Henry Jay Forman, Ph.D. is Founding Faculty and Professor of Biochemistry and Chemistry at the University of California, Merced and Adjunct Professor of Gerontology at the University of Southern California. After obtaining his Ph.D. from Columbia University and a post-doctoral fellowship at Duke University, he held faculty positions in biochemistry, physiology, pathology, pediatrics, molecular pharmacology and toxicology at the University of Pennsylvania, USC, and University of Alabama at Birmingham. At UAB, he was Chairman of Environmental Health Sciences. Dr. Forman is the Governor’s appointed scientist on the Governing Board of the San Joaquin Valley Air Pollution Control District.
Dr. Forman’s expertise is in the areas of oxidative stress and signal transduction and has published over 200 manuscripts. In his more than forty years of research in free radical biology and chemistry, Dr. Forman has done pioneering work in several areas. He was a co-discover of mitochondrial superoxide production, first demonstrated that rats adapting to hyperoxia induced mitochondrial superoxide dismutase in lung alveolar epithelial cells, and first demonstrated that endogenous hydrogen peroxide production by macrophages activated NF-kB. He continues to make key observation of the role of oxidants and other electrophiles in cell signaling. For over 30 years, his work has largely focused on the role of oxidants in both damage and signaling in the lung. But, he has also participated in numerous investigations of oxidative stress and redox signling in species ranging from anemones to white shrimp, elephant seals and humans.

━━━━

Task objective
According to the biography of Henry Jay Forman, what position did he hold at the University of Alabama at Birmingham? The data that follows has no connection to the biography of Henry Jay Forman.

━━━━

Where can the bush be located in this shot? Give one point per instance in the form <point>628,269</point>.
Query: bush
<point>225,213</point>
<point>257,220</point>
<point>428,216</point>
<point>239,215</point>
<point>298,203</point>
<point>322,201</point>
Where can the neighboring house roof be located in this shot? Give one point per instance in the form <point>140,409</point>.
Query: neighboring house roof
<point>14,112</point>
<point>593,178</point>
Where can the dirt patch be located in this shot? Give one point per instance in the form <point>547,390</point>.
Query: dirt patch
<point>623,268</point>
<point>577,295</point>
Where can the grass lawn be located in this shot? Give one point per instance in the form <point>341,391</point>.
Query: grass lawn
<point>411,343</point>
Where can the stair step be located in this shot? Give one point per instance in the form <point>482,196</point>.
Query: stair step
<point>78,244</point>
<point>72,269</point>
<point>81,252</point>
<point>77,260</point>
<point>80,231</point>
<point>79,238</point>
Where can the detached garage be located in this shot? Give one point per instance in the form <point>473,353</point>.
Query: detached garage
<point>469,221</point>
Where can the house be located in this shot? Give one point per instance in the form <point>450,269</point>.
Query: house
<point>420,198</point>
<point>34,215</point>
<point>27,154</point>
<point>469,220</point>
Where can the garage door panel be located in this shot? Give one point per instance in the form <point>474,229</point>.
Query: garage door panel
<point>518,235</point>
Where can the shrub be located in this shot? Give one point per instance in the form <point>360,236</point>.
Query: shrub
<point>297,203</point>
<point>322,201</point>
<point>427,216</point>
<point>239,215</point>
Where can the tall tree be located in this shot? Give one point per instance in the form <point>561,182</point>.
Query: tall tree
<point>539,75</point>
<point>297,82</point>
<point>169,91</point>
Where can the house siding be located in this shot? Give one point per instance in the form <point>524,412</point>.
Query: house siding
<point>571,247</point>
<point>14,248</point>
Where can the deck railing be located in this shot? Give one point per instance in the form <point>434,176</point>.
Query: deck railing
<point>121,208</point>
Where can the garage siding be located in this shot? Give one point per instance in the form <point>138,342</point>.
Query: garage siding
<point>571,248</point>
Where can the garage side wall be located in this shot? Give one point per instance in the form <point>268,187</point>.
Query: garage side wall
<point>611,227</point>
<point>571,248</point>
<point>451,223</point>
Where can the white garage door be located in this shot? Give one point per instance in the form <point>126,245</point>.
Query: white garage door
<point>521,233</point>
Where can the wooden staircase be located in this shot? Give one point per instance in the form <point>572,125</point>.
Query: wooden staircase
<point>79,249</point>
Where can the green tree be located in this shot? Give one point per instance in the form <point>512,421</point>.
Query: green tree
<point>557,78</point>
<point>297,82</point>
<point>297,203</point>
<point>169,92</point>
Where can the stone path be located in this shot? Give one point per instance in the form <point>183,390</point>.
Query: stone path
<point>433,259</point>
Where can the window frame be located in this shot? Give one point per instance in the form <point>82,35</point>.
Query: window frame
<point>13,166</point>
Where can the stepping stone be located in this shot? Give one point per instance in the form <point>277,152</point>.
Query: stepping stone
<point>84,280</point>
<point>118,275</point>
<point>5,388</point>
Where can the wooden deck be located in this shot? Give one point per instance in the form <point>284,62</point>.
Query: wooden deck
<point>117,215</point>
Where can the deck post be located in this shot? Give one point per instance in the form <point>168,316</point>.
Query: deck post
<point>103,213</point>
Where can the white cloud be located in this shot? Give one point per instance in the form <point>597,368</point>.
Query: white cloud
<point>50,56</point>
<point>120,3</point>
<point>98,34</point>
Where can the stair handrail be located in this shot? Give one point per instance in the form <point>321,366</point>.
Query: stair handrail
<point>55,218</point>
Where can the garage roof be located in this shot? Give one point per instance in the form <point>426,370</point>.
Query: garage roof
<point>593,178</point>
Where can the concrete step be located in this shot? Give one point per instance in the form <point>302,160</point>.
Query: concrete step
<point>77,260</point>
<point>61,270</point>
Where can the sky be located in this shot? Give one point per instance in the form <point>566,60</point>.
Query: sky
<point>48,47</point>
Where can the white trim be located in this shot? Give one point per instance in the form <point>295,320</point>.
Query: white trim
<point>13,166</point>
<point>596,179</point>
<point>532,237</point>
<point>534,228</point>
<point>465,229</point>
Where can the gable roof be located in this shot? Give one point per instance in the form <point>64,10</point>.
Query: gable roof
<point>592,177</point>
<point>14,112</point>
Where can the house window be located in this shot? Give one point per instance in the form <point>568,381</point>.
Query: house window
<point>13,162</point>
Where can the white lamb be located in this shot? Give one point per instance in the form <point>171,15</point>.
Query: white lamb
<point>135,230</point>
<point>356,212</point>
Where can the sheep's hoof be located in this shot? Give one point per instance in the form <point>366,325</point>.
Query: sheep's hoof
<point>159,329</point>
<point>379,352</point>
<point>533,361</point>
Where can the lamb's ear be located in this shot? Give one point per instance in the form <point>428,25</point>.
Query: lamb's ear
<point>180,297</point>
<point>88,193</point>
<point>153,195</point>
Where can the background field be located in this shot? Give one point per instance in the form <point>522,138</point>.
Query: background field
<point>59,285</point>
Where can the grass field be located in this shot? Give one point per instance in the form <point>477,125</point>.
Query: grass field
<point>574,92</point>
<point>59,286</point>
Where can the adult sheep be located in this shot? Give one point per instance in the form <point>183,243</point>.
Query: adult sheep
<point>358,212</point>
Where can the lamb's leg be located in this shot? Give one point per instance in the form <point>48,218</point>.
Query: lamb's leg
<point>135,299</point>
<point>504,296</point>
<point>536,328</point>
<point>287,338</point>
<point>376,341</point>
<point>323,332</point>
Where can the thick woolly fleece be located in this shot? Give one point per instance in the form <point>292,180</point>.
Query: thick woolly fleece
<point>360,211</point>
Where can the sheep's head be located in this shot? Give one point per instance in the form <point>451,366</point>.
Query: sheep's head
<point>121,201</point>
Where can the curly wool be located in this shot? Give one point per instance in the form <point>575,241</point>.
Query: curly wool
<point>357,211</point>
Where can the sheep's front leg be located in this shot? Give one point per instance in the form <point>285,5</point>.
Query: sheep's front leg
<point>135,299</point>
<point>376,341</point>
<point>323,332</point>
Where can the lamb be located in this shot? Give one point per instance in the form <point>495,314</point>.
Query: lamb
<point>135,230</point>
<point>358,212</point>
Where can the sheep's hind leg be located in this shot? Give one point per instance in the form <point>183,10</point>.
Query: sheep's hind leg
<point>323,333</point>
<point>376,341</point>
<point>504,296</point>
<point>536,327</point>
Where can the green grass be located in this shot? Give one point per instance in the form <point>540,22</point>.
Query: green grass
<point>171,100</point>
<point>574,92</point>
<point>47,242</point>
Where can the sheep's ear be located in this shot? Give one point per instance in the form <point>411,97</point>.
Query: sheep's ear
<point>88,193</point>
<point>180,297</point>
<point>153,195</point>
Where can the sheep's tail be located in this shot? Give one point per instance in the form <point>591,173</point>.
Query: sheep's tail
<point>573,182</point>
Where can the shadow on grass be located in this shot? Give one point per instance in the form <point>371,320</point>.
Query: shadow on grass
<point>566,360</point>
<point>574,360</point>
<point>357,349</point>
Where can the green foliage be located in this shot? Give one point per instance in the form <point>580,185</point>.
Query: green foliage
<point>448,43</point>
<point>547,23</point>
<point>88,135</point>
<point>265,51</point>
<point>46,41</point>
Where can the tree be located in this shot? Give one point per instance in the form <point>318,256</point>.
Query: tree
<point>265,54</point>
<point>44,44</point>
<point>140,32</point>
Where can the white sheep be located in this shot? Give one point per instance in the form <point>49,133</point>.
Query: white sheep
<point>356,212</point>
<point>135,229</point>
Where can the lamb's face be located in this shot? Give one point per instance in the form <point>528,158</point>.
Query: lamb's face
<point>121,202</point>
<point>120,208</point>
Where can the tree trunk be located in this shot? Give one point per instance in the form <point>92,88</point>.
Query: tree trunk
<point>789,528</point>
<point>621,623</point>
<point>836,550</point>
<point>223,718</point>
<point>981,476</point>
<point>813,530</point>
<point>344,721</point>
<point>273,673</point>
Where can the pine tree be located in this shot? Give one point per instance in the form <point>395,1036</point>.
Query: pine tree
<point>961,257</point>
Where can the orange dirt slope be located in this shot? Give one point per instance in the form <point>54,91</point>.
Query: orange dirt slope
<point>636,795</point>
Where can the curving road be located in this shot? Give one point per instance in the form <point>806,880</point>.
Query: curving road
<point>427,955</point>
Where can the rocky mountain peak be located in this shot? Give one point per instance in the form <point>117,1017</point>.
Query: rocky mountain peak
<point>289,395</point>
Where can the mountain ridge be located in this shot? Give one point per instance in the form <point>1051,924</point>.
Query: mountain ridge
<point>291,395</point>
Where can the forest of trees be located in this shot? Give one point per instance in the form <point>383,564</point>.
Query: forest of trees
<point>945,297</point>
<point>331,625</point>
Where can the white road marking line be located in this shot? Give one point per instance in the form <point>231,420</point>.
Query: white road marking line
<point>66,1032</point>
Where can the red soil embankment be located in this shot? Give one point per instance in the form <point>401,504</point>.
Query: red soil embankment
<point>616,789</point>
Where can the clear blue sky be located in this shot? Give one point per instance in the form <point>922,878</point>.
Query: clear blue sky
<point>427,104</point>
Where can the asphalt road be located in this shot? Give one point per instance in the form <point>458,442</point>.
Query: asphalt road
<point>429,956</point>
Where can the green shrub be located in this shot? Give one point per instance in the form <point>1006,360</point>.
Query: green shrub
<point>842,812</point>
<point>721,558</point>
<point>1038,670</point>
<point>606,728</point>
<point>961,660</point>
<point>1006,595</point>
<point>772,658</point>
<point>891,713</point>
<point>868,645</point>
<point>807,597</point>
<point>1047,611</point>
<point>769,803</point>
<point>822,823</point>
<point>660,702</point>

━━━━

Expected output
He was Chairman of Environmental Health Sciences.